Selection>
* Begin *

(b) Before and after giving effect to such Purchase, no Default or Event of Default shall have occurred and be continuing.
ARTICLE VII REPRESENTATIONS AND WARRANTIES
To induce the Buyer to enter into this Agreement, to grant the Purchase Commitment and to Purchase Mortgage Loans hereunder, the Sellers represent and warrant to the Buyer:
Section 7.1 Organization, Standing, Etc. GMC is a corporation and GMCLLC is a limited liability company, each duly organized and validly existing and in good standing under the laws of the jurisdiction of its organization and each has all requisite organizational power and authority, and requisite qualifications, to carry on its business as now conducted, to enter into the Related Documents and to perform its obligations under the Related Documents.
Section 7.2 Authorization and Validity. The execution, delivery and performance by the Sellers of the Related Documents have been duly authorized by all necessary approval action by the Sellers, and the Related Documents constitute the legal, valid and binding obligations of the Sellers, enforceable against the Sellers in accordance with their terms.
Section 7.3 No Conflict; No Default. The execution, delivery and performance by the Sellers of the Related Documents will not (a) violate any provision of any law, statute, rule or regulation or any order, writ, judgment, injunction, decree, determination or award of any court, governmental agency or arbitrator presently in effect having applicability to the Sellers, (b) violate or contravene any provisions of the Articles (or Certificate) of Organization or membership agreement of the Sellers, or (c) result in a breach of or constitute a default under any indenture, loan or credit agreement or any other agreement, lease or instrument to which any Seller is a party or by which it or any of its properties may be bound.

* End *

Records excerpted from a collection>
* Begin *

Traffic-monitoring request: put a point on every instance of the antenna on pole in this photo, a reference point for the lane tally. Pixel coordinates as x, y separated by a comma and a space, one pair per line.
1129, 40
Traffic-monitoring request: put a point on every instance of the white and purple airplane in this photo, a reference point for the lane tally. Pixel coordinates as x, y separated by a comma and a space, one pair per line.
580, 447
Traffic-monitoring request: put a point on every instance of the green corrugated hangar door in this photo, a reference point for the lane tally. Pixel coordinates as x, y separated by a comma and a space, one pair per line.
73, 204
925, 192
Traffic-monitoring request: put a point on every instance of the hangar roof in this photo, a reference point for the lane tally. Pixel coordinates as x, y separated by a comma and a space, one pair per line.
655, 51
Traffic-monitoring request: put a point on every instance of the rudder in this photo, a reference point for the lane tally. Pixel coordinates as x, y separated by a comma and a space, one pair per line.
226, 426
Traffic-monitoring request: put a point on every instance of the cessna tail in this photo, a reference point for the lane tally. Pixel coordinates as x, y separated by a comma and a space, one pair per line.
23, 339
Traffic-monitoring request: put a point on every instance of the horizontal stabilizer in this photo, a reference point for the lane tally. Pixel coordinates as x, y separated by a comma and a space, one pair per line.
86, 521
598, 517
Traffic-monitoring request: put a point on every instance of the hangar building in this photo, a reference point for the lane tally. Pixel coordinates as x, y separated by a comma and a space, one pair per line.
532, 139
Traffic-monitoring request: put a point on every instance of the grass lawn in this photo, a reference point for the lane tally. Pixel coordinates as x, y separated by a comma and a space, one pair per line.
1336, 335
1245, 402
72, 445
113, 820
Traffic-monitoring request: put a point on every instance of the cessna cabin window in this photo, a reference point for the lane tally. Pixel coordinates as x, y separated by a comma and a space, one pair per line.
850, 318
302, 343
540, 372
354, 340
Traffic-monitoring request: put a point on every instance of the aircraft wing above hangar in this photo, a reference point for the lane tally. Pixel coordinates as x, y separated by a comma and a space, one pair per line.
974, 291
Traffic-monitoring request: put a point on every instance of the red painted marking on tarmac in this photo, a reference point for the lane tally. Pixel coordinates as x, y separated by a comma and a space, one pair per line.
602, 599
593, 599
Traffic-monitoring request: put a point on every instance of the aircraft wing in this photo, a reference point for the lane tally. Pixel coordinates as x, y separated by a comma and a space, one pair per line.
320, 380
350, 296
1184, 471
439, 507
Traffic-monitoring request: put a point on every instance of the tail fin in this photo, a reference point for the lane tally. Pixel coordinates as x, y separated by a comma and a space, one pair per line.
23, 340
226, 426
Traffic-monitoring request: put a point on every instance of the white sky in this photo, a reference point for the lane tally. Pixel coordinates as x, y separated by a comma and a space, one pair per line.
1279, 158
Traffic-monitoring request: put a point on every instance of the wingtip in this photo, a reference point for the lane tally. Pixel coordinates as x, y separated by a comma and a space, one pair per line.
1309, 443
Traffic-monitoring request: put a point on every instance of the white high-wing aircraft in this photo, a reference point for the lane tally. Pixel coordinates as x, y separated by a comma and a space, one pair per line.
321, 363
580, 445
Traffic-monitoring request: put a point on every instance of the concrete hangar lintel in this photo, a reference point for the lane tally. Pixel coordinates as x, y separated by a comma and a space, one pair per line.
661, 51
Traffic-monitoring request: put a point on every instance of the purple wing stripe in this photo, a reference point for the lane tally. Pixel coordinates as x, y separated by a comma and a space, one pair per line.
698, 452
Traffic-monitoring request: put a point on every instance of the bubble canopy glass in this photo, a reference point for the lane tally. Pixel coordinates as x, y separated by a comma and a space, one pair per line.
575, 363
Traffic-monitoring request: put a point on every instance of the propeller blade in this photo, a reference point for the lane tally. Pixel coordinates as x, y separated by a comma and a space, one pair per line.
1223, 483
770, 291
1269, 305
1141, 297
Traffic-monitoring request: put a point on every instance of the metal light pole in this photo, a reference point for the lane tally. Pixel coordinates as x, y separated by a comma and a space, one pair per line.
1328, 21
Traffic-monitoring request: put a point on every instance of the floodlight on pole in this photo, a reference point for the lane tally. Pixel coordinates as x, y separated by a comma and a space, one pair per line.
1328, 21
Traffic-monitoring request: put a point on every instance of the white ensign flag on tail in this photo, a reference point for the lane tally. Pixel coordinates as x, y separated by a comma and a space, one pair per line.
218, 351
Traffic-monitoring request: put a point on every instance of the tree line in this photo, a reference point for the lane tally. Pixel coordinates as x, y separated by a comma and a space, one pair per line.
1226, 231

* End *

Task list>
(1) Please repeat the part of the agreement excerpt that opens with the words containing "Section 7.3 No" and closes with "may be bound.", word for word.
(2) In the entries, from the line containing "of the floodlight" through the end, change "tree line" to "row of trees" and give back only those lines, otherwise unaltered.

Answers per task>
(1)
Section 7.3 No Conflict; No Default. The execution, delivery and performance by the Sellers of the Related Documents will not (a) violate any provision of any law, statute, rule or regulation or any order, writ, judgment, injunction, decree, determination or award of any court, governmental agency or arbitrator presently in effect having applicability to the Sellers, (b) violate or contravene any provisions of the Articles (or Certificate) of Organization or membership agreement of the Sellers, or (c) result in a breach of or constitute a default under any indenture, loan or credit agreement or any other agreement, lease or instrument to which any Seller is a party or by which it or any of its properties may be bound.

(2)
Traffic-monitoring request: put a point on every instance of the floodlight on pole in this photo, a reference point for the lane tally. Pixel coordinates as x, y separated by a comma and a space, one pair per line.
1328, 21
Traffic-monitoring request: put a point on every instance of the white ensign flag on tail in this photo, a reference point for the lane tally. Pixel coordinates as x, y separated by a comma and a space, one pair per line.
218, 351
Traffic-monitoring request: put a point on every instance of the row of trees in this photo, a reference point for the lane tally. Pixel coordinates as x, y separated by a comma and a space, one pair per line.
1226, 231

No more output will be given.